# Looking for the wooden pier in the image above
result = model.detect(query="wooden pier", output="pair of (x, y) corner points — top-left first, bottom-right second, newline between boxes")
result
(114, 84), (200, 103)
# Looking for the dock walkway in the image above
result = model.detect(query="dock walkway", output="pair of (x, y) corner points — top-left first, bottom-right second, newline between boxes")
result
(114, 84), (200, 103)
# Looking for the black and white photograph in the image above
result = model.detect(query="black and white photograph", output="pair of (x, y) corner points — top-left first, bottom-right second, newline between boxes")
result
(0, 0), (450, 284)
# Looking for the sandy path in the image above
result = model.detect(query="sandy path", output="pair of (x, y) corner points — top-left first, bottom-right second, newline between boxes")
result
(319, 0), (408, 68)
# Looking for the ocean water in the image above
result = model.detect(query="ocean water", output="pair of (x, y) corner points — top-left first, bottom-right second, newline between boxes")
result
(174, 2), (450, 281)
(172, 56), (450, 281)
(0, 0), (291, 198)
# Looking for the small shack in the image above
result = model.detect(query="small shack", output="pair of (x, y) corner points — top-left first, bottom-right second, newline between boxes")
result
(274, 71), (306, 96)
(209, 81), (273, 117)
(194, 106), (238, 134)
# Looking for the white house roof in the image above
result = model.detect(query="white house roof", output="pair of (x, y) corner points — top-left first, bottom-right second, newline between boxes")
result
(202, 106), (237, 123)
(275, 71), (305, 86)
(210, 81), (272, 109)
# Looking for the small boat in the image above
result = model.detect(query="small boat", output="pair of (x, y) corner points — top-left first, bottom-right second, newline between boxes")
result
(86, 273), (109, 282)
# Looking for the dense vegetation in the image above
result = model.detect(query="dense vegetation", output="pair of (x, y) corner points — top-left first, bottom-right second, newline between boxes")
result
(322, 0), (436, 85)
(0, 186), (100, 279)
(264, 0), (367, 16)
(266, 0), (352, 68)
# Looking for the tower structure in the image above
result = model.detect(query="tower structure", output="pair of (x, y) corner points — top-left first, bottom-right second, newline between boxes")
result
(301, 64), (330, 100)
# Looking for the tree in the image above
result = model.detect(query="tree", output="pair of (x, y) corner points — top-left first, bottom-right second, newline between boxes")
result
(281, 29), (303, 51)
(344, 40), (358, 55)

═══

● **Task description**
Copy out the lines above exactly as they appear, from the line with "# Looking for the tower" up to and including the line with "(301, 64), (330, 100)".

● **Response to this exercise**
# Looking for the tower structure in the image above
result = model.detect(query="tower structure", output="pair of (x, y) corner points — top-left first, bottom-right second, newline between boxes")
result
(301, 64), (330, 100)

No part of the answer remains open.